**GIVEN PROBLEM**
From the concert review below, list every pair of musicians named in the sentence that begins "Like Daltrey and Townshend".

**SOURCE TEXT**
IT'S 9.15pm, half an hour after the band is due onstage - and flamboyant frontman Axl Rose has yet to touch down in his helicopter.

Nothing changes on planet Guns N' Roses.

It's close on 10pm when the LG Arena house lights are cut, and the opening strains of Also Sprach Zarathustra boom out. The slashed guitar chords of Chinese Democracy cut through a haze of muddy sound, a chubby Axl bounds to the front of the stage and the faithful are prepared to forgive and forget.

The two-hour set that follows answers the big questions. How can it be Guns N' Roses without guitar guru Slash? It can't. How can Slash's solo career match his Guns glories without Axl? It can't.

Like Daltrey and Townshend; Plant and Page; Jagger and Richards; Tyler and Perry, it was the synergy of the two talents that made the original Hollywood hellraisers what they once were.

And yes, there were those who grumbled through last Sunday's gig; those who adopted a pose of studied indifference. But purists be damned. That was then; this is now.

**COLLECTED DATA**
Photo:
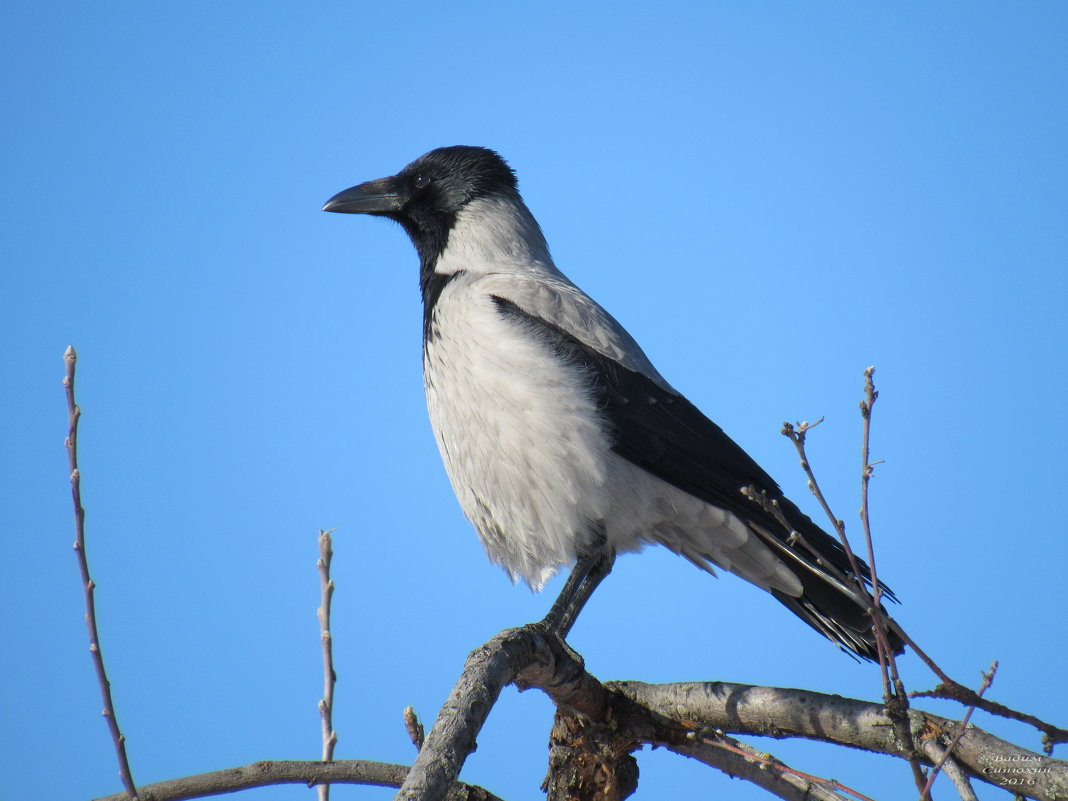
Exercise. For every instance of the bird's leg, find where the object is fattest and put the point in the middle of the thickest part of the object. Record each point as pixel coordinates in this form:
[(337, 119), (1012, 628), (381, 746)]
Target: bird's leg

**WORKED ANSWER**
Daltrey and Townshend
Plant and Page
Jagger and Richards
Tyler and Perry